TO DO> Among the records that follow, how many lines include the string "tree"? Only the number is wanted.

(Data excerpts)
BEGIN

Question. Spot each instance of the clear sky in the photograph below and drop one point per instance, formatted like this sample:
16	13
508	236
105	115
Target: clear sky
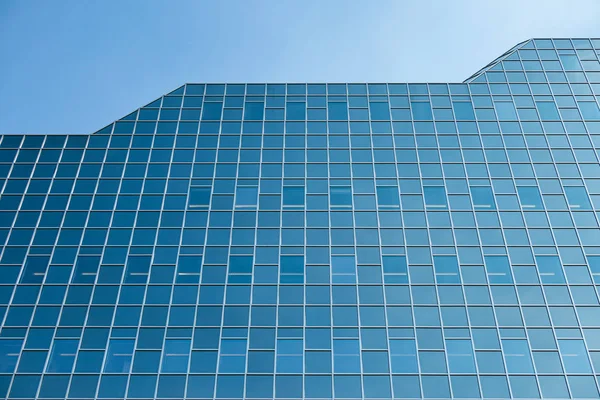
73	66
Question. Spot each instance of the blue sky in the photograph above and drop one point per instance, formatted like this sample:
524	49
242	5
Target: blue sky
73	66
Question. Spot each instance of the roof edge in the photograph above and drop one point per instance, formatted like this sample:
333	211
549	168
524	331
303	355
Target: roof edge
497	60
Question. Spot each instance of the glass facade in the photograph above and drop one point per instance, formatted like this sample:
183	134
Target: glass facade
317	241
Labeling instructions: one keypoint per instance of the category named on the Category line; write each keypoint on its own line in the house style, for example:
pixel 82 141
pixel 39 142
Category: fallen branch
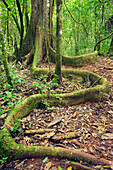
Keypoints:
pixel 31 132
pixel 66 135
pixel 19 151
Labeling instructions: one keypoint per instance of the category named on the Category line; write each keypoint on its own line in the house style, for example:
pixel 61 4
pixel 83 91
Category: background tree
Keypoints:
pixel 58 40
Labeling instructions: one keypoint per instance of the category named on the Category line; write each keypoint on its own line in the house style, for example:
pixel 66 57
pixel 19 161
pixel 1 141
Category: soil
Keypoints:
pixel 54 126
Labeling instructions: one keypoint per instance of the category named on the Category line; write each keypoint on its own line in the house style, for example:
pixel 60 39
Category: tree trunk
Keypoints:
pixel 4 59
pixel 29 39
pixel 36 22
pixel 111 47
pixel 58 61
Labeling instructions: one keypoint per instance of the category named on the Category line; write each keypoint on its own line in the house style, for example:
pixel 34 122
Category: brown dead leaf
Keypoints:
pixel 107 136
pixel 48 166
pixel 54 122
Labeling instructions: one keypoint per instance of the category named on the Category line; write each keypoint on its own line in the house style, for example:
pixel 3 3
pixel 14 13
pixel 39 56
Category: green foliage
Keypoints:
pixel 7 92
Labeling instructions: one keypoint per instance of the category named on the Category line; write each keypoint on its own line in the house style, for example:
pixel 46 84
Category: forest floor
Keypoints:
pixel 54 126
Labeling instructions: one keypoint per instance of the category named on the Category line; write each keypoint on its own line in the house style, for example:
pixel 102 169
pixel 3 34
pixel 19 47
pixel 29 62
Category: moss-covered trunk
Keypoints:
pixel 4 59
pixel 111 47
pixel 58 61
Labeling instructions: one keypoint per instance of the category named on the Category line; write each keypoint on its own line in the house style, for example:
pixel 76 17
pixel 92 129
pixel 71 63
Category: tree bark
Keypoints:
pixel 4 59
pixel 58 61
pixel 111 47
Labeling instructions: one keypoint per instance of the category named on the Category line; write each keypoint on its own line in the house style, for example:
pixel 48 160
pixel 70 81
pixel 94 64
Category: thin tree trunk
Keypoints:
pixel 58 61
pixel 111 47
pixel 4 59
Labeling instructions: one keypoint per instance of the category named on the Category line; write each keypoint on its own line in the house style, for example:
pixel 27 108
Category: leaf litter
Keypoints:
pixel 86 127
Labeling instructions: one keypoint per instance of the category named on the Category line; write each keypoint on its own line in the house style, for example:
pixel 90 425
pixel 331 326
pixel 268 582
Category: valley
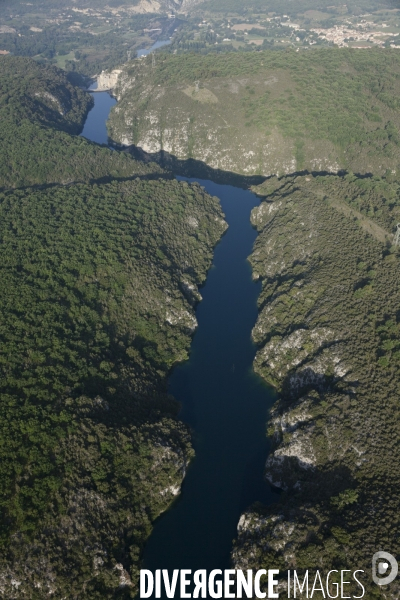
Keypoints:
pixel 206 361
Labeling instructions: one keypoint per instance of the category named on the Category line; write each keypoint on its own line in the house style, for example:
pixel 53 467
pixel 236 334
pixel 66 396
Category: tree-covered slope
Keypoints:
pixel 265 112
pixel 329 340
pixel 98 283
pixel 97 291
pixel 39 108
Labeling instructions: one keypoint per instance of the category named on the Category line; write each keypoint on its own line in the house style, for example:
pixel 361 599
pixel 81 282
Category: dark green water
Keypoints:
pixel 223 401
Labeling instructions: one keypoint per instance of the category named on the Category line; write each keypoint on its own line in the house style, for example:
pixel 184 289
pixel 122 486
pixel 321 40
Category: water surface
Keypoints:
pixel 222 400
pixel 95 125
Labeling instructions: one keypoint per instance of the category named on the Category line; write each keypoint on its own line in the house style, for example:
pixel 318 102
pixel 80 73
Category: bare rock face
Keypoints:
pixel 108 80
pixel 327 321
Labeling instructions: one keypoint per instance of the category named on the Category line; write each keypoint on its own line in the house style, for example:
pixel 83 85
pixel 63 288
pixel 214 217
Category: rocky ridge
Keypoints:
pixel 328 309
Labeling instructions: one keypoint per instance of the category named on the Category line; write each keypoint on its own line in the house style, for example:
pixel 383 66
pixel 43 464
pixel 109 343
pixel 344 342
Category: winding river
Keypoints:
pixel 223 401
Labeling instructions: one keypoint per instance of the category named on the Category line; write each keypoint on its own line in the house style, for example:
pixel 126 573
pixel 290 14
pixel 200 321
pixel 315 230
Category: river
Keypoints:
pixel 223 401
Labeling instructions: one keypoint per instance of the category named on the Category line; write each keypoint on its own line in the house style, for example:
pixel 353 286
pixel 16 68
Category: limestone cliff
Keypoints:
pixel 263 113
pixel 328 333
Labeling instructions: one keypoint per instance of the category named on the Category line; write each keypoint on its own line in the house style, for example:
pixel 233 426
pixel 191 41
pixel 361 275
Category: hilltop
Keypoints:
pixel 264 113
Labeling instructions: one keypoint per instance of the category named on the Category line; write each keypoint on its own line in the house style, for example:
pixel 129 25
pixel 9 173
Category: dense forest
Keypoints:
pixel 329 341
pixel 98 285
pixel 267 112
pixel 38 109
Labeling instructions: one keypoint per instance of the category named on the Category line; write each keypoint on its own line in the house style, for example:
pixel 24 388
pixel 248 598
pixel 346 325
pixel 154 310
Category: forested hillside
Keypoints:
pixel 329 342
pixel 38 109
pixel 98 285
pixel 266 112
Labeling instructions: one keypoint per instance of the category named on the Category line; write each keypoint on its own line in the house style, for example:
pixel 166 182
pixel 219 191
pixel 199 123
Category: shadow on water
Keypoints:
pixel 224 402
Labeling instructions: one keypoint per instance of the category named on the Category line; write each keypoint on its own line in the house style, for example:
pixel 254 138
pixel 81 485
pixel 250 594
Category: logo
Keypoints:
pixel 381 561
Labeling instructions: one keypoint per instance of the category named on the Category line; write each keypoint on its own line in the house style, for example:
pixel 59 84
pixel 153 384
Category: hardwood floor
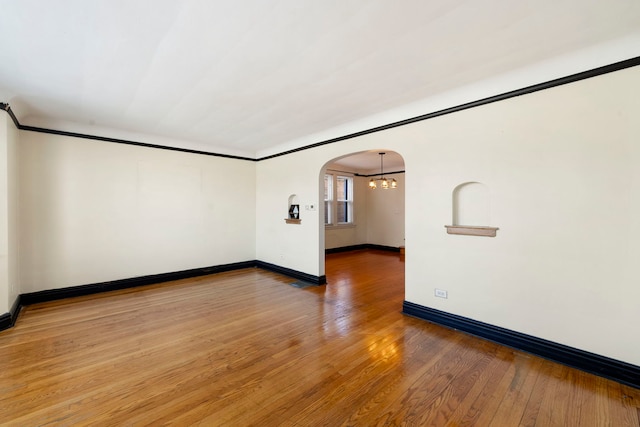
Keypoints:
pixel 247 348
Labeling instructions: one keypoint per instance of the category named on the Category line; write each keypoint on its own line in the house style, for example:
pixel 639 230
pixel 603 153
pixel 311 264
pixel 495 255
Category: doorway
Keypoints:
pixel 355 216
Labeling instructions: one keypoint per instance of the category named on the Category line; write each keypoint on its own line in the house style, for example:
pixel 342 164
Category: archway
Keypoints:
pixel 354 216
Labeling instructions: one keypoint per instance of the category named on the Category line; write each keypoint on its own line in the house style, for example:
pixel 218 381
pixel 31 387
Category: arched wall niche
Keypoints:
pixel 471 204
pixel 470 210
pixel 293 210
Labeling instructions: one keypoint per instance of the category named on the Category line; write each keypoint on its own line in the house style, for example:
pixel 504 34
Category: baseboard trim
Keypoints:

END

PROBLEM SOLUTION> 5